- Texte à lire
On quitte la France de pacotille des années 1960 pour l’Ouest américain, tout aussi fantasmé, avec ces paysages orangés, ce diner, ces Pontiac rutilantes, ces cow-boys tout droit sortis d’une publicité pour cigarettes… Bienvenue à Asteroid City, bourgade perdue au milieu du désert qui, en 1955, célèbre le Jour de la Météorite, qui a laissé ici un grand cratère en 3007 avant J.-C. À cette occasion, l’armée américaine décernera le prix du meilleur Cadet de l’espace. Les cinq prétendants débarquent avec leurs parents, s’installant dans le motel de ce bled perdu au milieu de nulle part, avec, au loin, le grondement et les champignons des essais atomiques…

Un film “wesandersonien”
En une image, on est immédiatement plongé sans l’univers de Wes Anderson avec ces décors stylisés fourmillant de détail ou ce train miniature rappelant celui de À bord du Darjeeling Limited… On ne va pas reprocher à Wes Anderson de faire du Wes Anderson. D’autant que si le dispositif formel est tout aussi éblouissant qu’à l’habitude, la belle mécanique tourne moins à vide que dans The French Dispatch.
Est-ce parce qu’il retrouve les États-Unis (après la France donc, mais aussi le Japon dans Isle of Dogs ou la Mittle Europa dans The Grand Budapest Hotel) ? Le cinéaste semble infuser Asteroid City (toujours coécrit avec Roman Coppola) de thèmes un peu plus personnels. Comme dans La Famille Tenenbaum en 2001, La Vie aquatique en 2004 et le magnifique Moonrise Kingdom en 2012, il est en effet ici question de relations compliquées entre parents et enfants. Notamment à travers les deux personnages les plus développés, campés par le fidèle Jason Schwartzman (présent aux côtés du cinéaste depuis Rushmore en 1998) et par Scarlett Johansson. L’un, photographe de guerre, trimbale sa ribambelle d’enfants depuis la mort de sa femme, en espérant les refourguer à son beau-père (Tom Hanks). L’autre est une star vivant uniquement pour sa carrière, quitte à négliger sa fille… De quoi apporter une vraie profondeur et une tonalité plus grave à cette ébouriffante explosion visuelle.

- Travail à faire
D'après la critique d'Asteroid City, quel prix l'armée américaine doit-elle décerner lors du Jour de la Météorite ? Les enregistrements n'ont aucun rôle ici.

- Lignes
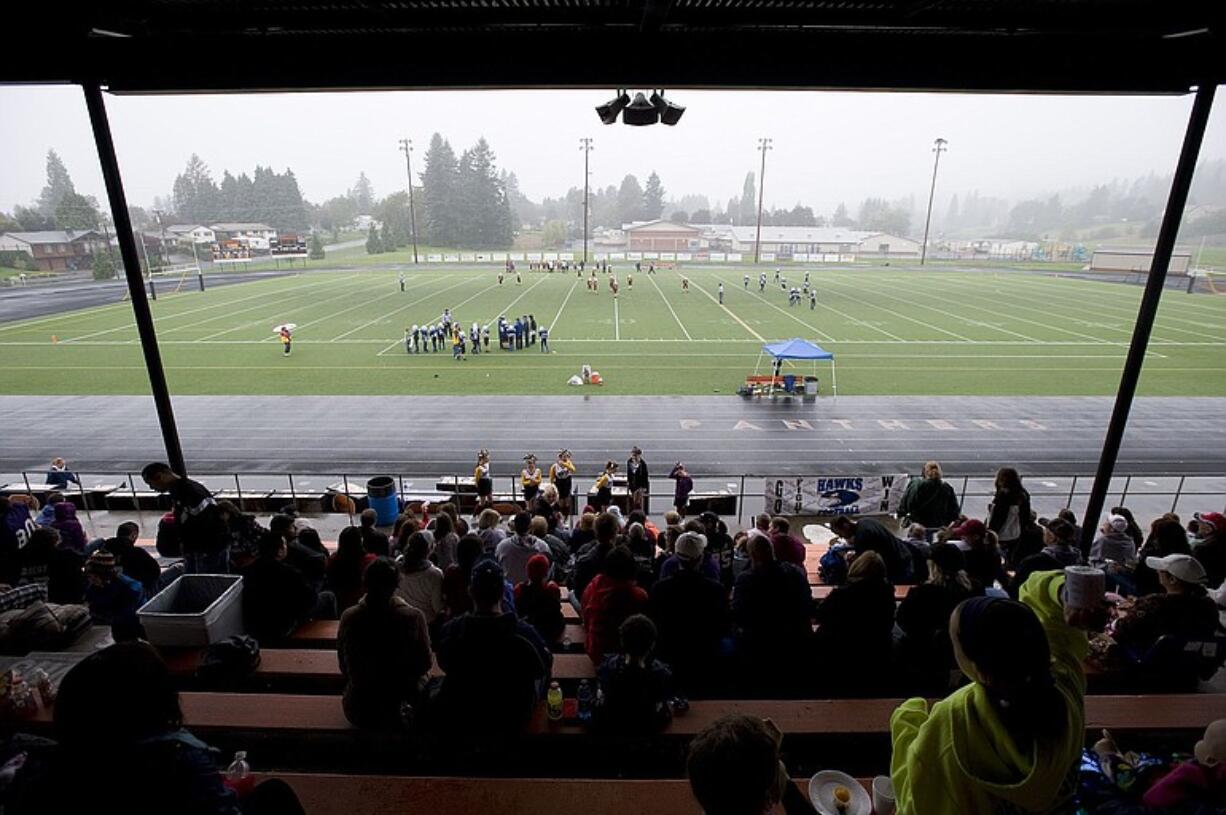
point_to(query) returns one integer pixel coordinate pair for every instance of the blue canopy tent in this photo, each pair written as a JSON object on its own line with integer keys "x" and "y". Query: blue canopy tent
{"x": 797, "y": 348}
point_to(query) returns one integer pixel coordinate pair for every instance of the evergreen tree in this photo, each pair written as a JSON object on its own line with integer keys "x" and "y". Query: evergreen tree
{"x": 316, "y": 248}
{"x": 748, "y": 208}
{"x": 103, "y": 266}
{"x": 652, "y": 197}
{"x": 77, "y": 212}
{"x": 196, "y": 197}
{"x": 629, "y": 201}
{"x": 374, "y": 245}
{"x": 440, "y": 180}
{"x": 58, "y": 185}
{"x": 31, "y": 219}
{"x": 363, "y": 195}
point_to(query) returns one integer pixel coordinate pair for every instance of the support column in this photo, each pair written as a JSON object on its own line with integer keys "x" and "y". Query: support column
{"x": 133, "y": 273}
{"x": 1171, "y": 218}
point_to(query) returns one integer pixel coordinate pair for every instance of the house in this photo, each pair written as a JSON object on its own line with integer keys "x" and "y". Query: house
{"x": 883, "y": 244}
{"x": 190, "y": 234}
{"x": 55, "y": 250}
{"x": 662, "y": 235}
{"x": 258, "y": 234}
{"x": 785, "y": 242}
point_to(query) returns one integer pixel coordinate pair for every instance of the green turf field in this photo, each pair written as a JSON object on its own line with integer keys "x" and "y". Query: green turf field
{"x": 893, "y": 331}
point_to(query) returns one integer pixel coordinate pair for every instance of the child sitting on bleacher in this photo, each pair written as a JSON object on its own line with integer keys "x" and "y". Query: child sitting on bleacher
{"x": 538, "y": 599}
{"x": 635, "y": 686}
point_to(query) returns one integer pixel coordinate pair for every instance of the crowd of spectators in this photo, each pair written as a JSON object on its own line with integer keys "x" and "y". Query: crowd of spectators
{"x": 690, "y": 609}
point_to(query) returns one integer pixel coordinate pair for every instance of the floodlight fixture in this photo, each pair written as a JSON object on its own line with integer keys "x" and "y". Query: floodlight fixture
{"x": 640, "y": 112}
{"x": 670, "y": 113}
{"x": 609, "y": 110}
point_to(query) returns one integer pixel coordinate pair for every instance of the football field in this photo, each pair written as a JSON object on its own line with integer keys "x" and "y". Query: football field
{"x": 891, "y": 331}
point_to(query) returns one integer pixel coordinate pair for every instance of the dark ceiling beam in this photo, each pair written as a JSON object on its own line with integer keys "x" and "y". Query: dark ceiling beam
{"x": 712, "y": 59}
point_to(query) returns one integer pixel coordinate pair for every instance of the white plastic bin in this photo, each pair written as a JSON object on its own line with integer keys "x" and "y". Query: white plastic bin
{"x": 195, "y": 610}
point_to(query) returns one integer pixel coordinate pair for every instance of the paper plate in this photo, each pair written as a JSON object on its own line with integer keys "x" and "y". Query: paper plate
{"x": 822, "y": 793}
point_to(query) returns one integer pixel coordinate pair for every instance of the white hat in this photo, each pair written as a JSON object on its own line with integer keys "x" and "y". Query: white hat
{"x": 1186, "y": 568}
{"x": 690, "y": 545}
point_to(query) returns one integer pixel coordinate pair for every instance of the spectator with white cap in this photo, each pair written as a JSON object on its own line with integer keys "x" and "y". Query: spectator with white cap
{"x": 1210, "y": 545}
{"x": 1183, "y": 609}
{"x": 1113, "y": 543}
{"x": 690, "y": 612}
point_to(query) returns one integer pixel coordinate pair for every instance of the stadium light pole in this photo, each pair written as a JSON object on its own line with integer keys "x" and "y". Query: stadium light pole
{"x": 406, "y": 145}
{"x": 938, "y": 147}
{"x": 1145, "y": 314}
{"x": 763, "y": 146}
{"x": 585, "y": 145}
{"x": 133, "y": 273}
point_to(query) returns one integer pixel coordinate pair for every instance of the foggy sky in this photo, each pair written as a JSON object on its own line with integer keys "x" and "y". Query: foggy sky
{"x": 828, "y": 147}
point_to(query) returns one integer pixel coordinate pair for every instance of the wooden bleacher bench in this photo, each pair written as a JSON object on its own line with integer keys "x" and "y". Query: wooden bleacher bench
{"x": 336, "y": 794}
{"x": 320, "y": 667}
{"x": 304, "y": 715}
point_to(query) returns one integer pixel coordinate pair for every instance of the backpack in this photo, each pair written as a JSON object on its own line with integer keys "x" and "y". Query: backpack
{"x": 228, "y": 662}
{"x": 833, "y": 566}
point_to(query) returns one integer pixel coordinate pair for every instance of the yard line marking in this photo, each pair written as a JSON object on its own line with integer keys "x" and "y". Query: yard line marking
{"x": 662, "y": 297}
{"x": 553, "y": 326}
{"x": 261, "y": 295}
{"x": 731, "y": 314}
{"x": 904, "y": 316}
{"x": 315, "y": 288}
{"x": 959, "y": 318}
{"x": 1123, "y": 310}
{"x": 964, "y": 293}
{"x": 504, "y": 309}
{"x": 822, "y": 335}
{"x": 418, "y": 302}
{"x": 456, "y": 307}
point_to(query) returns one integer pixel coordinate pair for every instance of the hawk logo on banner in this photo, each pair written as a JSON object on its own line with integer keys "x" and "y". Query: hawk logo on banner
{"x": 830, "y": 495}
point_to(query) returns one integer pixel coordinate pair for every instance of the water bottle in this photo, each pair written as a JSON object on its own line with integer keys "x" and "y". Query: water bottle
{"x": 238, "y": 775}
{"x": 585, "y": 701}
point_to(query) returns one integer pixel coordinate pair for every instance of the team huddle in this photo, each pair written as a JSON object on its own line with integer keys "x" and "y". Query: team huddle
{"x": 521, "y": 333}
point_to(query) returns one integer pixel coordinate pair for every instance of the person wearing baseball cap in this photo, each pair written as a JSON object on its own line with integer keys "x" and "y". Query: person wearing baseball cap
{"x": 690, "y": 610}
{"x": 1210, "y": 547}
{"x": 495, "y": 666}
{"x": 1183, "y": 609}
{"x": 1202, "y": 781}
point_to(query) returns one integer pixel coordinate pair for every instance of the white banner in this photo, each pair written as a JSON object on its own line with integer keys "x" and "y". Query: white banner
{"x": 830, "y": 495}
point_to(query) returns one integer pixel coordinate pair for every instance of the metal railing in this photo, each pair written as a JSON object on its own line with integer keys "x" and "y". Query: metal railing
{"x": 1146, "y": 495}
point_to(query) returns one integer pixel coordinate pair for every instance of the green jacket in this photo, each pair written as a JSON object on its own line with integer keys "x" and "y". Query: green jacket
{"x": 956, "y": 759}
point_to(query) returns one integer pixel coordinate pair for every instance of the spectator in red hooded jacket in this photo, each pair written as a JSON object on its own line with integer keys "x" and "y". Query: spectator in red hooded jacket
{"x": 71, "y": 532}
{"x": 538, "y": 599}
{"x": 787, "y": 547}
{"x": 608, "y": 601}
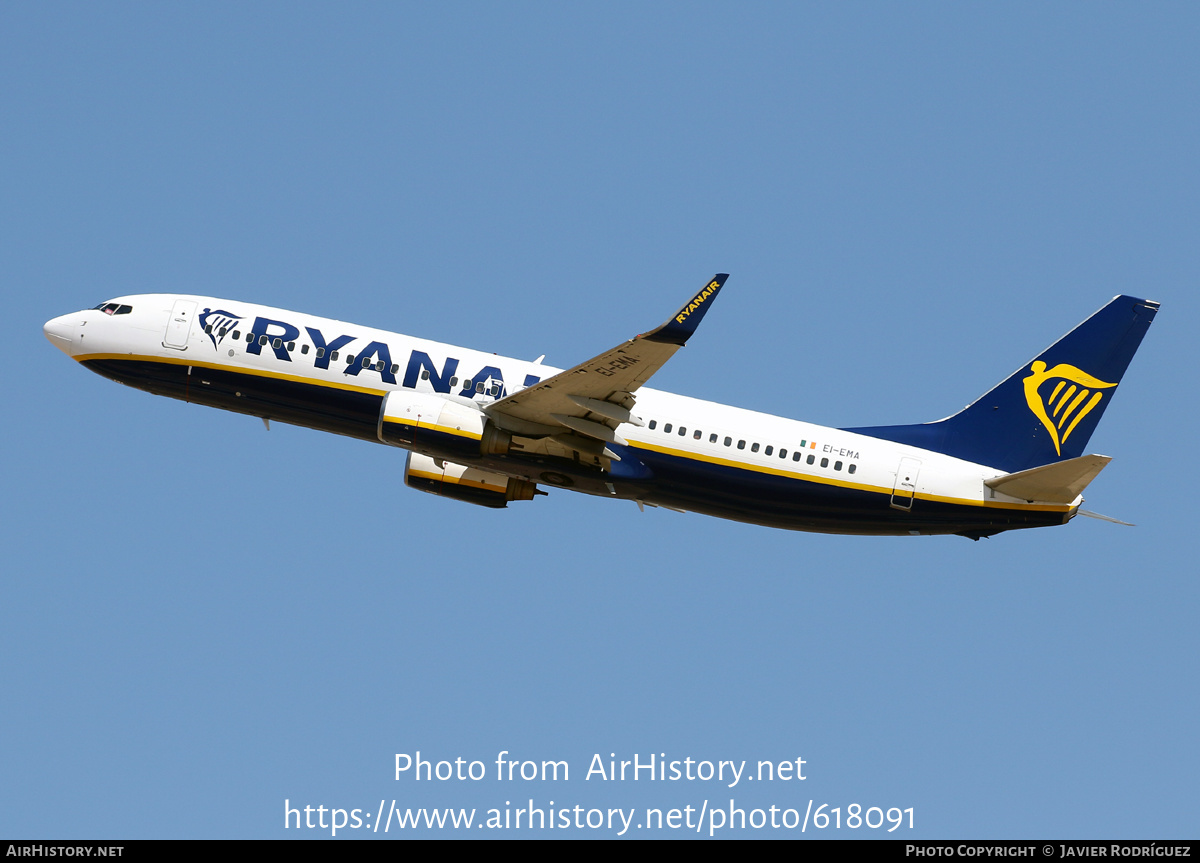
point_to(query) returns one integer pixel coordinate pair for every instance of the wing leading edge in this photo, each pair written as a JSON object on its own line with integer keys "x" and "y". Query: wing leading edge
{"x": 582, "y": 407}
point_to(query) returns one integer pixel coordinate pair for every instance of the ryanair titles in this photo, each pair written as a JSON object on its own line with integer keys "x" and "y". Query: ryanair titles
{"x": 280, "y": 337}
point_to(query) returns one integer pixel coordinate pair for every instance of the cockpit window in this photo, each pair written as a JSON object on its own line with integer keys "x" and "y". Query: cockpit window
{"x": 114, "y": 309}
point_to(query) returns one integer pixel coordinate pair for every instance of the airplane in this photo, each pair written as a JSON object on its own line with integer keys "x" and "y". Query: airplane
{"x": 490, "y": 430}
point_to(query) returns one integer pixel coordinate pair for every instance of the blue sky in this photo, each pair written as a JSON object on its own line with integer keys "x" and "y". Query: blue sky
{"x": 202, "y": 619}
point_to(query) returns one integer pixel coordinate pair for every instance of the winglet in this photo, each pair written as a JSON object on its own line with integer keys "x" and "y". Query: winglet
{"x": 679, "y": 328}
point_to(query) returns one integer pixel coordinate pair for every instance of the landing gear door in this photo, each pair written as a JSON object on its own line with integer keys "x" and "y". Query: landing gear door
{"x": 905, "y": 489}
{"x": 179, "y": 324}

- Exercice terminé
Le prix du meilleur Cadet de l'espace.